■ **Your task**
Make an exact copy of all the material below, apart from the pictures.

■ **Input data**
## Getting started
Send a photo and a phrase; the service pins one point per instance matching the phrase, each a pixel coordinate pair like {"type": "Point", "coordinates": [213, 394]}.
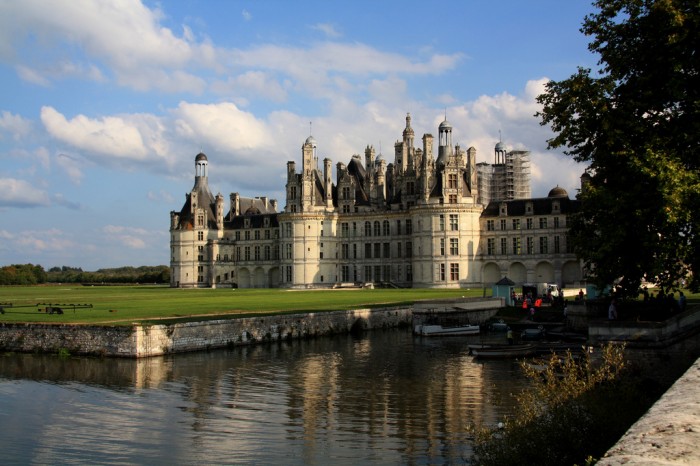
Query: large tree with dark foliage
{"type": "Point", "coordinates": [636, 122]}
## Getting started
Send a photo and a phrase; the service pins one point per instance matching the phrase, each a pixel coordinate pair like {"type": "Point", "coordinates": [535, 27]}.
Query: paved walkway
{"type": "Point", "coordinates": [669, 433]}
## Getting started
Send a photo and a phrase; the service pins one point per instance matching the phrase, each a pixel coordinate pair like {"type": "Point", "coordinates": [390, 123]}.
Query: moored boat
{"type": "Point", "coordinates": [439, 330]}
{"type": "Point", "coordinates": [502, 351]}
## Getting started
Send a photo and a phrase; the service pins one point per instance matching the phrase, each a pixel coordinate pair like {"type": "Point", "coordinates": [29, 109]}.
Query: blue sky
{"type": "Point", "coordinates": [106, 103]}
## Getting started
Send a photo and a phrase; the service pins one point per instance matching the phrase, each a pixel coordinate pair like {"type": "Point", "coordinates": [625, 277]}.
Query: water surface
{"type": "Point", "coordinates": [387, 397]}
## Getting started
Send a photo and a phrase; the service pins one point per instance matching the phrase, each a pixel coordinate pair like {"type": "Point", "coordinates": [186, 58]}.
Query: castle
{"type": "Point", "coordinates": [421, 221]}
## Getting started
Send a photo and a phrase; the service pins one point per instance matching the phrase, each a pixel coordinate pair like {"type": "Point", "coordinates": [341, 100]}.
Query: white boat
{"type": "Point", "coordinates": [439, 330]}
{"type": "Point", "coordinates": [502, 351]}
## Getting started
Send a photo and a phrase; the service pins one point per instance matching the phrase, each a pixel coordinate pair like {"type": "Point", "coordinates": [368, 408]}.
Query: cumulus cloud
{"type": "Point", "coordinates": [20, 193]}
{"type": "Point", "coordinates": [114, 139]}
{"type": "Point", "coordinates": [327, 29]}
{"type": "Point", "coordinates": [222, 125]}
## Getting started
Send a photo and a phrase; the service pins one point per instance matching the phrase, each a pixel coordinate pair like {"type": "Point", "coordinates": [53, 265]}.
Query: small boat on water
{"type": "Point", "coordinates": [438, 330]}
{"type": "Point", "coordinates": [502, 351]}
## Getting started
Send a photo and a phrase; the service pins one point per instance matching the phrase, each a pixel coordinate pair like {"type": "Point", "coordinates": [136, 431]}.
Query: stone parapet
{"type": "Point", "coordinates": [669, 433]}
{"type": "Point", "coordinates": [136, 341]}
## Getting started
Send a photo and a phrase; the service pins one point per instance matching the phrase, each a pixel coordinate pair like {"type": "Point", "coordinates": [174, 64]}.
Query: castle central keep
{"type": "Point", "coordinates": [424, 220]}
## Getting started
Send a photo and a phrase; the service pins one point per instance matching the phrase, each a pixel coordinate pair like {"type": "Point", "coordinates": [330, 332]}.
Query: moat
{"type": "Point", "coordinates": [386, 397]}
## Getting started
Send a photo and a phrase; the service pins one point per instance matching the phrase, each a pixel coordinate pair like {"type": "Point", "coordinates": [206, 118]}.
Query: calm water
{"type": "Point", "coordinates": [384, 398]}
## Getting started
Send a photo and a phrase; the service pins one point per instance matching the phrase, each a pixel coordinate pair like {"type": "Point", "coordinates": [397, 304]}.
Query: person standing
{"type": "Point", "coordinates": [612, 310]}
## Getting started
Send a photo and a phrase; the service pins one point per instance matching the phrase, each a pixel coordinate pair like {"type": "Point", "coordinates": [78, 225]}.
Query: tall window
{"type": "Point", "coordinates": [452, 181]}
{"type": "Point", "coordinates": [454, 272]}
{"type": "Point", "coordinates": [454, 222]}
{"type": "Point", "coordinates": [454, 246]}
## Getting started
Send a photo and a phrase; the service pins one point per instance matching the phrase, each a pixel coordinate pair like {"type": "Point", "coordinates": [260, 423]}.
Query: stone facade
{"type": "Point", "coordinates": [415, 222]}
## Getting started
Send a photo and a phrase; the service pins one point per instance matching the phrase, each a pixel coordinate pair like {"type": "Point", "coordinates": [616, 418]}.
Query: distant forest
{"type": "Point", "coordinates": [30, 274]}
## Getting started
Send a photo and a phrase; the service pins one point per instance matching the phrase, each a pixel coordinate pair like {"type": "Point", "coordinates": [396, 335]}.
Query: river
{"type": "Point", "coordinates": [386, 397]}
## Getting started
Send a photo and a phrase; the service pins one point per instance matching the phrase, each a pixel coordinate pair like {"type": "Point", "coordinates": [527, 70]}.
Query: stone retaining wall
{"type": "Point", "coordinates": [153, 340]}
{"type": "Point", "coordinates": [669, 433]}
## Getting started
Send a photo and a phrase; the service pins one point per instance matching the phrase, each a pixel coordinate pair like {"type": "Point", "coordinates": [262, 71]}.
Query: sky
{"type": "Point", "coordinates": [106, 103]}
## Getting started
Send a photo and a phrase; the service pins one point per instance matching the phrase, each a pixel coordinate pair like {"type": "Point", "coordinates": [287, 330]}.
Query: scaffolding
{"type": "Point", "coordinates": [504, 181]}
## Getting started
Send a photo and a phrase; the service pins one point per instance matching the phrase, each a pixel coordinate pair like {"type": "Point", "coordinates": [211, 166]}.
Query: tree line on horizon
{"type": "Point", "coordinates": [31, 274]}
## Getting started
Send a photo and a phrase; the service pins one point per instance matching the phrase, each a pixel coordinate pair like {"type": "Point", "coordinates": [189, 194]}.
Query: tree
{"type": "Point", "coordinates": [636, 122]}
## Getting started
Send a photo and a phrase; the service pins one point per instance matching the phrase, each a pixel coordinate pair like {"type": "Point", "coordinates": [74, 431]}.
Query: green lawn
{"type": "Point", "coordinates": [122, 305]}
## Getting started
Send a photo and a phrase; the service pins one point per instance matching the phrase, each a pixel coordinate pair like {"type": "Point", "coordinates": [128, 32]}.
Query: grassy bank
{"type": "Point", "coordinates": [122, 305]}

■ **Response to the exercise**
## Getting started
Send a photo and a phrase; the service pins one point per instance matching the phrase, each a pixel coordinate pair like {"type": "Point", "coordinates": [213, 394]}.
Query: large tree with dark foliage
{"type": "Point", "coordinates": [636, 122]}
## Getting started
Send a photo and a phrase; the service pins one point per instance matching the phrase, each a pixel coordinate pair like {"type": "Point", "coordinates": [535, 27]}.
Query: paved walkway
{"type": "Point", "coordinates": [669, 433]}
## Getting started
Send a photo and a phrase; the service pins one point per instance matching the phrase, each a pixel coordinate pair like {"type": "Point", "coordinates": [390, 123]}.
Query: moored boat
{"type": "Point", "coordinates": [439, 330]}
{"type": "Point", "coordinates": [502, 351]}
## Getting started
Send a photo and a phrase; the service pins one point per instance matching the phrase, each a pixel coordinate pair like {"type": "Point", "coordinates": [29, 109]}.
Query: blue sky
{"type": "Point", "coordinates": [106, 103]}
## Getting started
Send a photo and a phrase; the service pins one point per instance matching the phrase, each a pixel coordinate pair like {"type": "Point", "coordinates": [625, 277]}.
Query: water surface
{"type": "Point", "coordinates": [387, 397]}
## Getting started
Send a photo and a phrase; the service pins one point per instance matching the phrase, each a pixel coordinate pair like {"type": "Point", "coordinates": [186, 58]}.
Query: castle
{"type": "Point", "coordinates": [421, 221]}
## Getting started
Send a photo and a phrase; the service pins one point per instance matching the phrase, each a pixel coordinate pair like {"type": "Point", "coordinates": [341, 100]}.
Query: white boat
{"type": "Point", "coordinates": [439, 330]}
{"type": "Point", "coordinates": [502, 351]}
## Getting started
Send a photo and a phrase; the service pins one point per instance matching the phrase, each a pixel coordinate pair like {"type": "Point", "coordinates": [368, 408]}.
Query: cumulus cloud
{"type": "Point", "coordinates": [20, 193]}
{"type": "Point", "coordinates": [114, 139]}
{"type": "Point", "coordinates": [327, 29]}
{"type": "Point", "coordinates": [222, 125]}
## Getting started
Send a photo and a phrase; the service pins one point per instance matching the phrase, each a pixel coordinate pair like {"type": "Point", "coordinates": [53, 265]}.
Query: small boat on water
{"type": "Point", "coordinates": [438, 330]}
{"type": "Point", "coordinates": [502, 351]}
## Getting started
Send a photo and a phrase; the service pins one point per instance matching the phrase, each a pixel coordinate pair like {"type": "Point", "coordinates": [136, 431]}.
Query: stone parapet
{"type": "Point", "coordinates": [669, 433]}
{"type": "Point", "coordinates": [136, 341]}
## Getting started
Send a photo and a phrase; the service pins one point per instance matching the phrase, each a pixel coordinate pair like {"type": "Point", "coordinates": [174, 64]}.
Query: castle central keep
{"type": "Point", "coordinates": [424, 220]}
## Getting started
Send a photo and a phrase; the service pins one point per instance matching the phrase, each a pixel coordinate pair like {"type": "Point", "coordinates": [330, 332]}.
Query: moat
{"type": "Point", "coordinates": [386, 397]}
## Getting started
Send a photo and a phrase; the service pins one point per instance matching the phrase, each a pixel coordinate pair like {"type": "Point", "coordinates": [206, 118]}.
Query: calm water
{"type": "Point", "coordinates": [384, 398]}
## Getting started
Send a photo and a phrase; the service pins one point per instance matching the phrase, each a pixel coordinate pair like {"type": "Point", "coordinates": [397, 304]}.
Query: person standing
{"type": "Point", "coordinates": [612, 310]}
## Getting started
Send a photo and a phrase; the service pins one point per instance matching the phrase, each a pixel coordinate pair like {"type": "Point", "coordinates": [78, 225]}.
Query: tall window
{"type": "Point", "coordinates": [452, 181]}
{"type": "Point", "coordinates": [454, 272]}
{"type": "Point", "coordinates": [454, 222]}
{"type": "Point", "coordinates": [454, 246]}
## Getting started
Send a photo and a phrase; the service pins one point per instance matching the phrase, each a pixel coordinate pair like {"type": "Point", "coordinates": [260, 423]}.
Query: stone facade
{"type": "Point", "coordinates": [415, 222]}
## Getting started
Send a photo and a phrase; the service pins one point per instance matching the phrase, each a pixel coordinate pair like {"type": "Point", "coordinates": [616, 418]}.
Query: distant forest
{"type": "Point", "coordinates": [30, 274]}
## Getting started
Send a photo and a phrase; the service pins one point per instance matching the phrase, each a pixel coordinate pair like {"type": "Point", "coordinates": [396, 335]}.
Query: river
{"type": "Point", "coordinates": [386, 397]}
## Getting started
Send a photo and a phrase; the service pins one point per instance matching the phrase, each a pixel coordinate pair like {"type": "Point", "coordinates": [527, 70]}.
Query: stone retaining wall
{"type": "Point", "coordinates": [153, 340]}
{"type": "Point", "coordinates": [669, 433]}
## Getting started
Send a photo and a phrase; the service pins one point per instance matching the phrase, each a pixel coordinate pair like {"type": "Point", "coordinates": [262, 71]}.
Query: sky
{"type": "Point", "coordinates": [106, 103]}
## Getting started
Send a photo and a phrase; the service pins one point per instance matching the phrase, each a pixel coordinate pair like {"type": "Point", "coordinates": [287, 330]}.
Query: scaffolding
{"type": "Point", "coordinates": [504, 181]}
## Getting started
Send a photo and a phrase; the service pins one point per instance matching the phrase, each a pixel coordinate pair like {"type": "Point", "coordinates": [211, 166]}.
Query: tree line on horizon
{"type": "Point", "coordinates": [31, 274]}
## Getting started
Send a photo and a phrase; the service pins one point per instance matching the phrase, each a pixel coordinate pair like {"type": "Point", "coordinates": [189, 194]}.
Query: tree
{"type": "Point", "coordinates": [636, 122]}
## Getting started
Send a photo and a phrase; the service pins one point per instance matching the phrase, each a pixel coordinate pair like {"type": "Point", "coordinates": [74, 431]}.
Query: green lawn
{"type": "Point", "coordinates": [122, 305]}
## Getting started
Send a photo and a phrase; the service pins one point per instance matching the phrase, each a pixel coordinate pair like {"type": "Point", "coordinates": [128, 32]}.
Query: grassy bank
{"type": "Point", "coordinates": [122, 305]}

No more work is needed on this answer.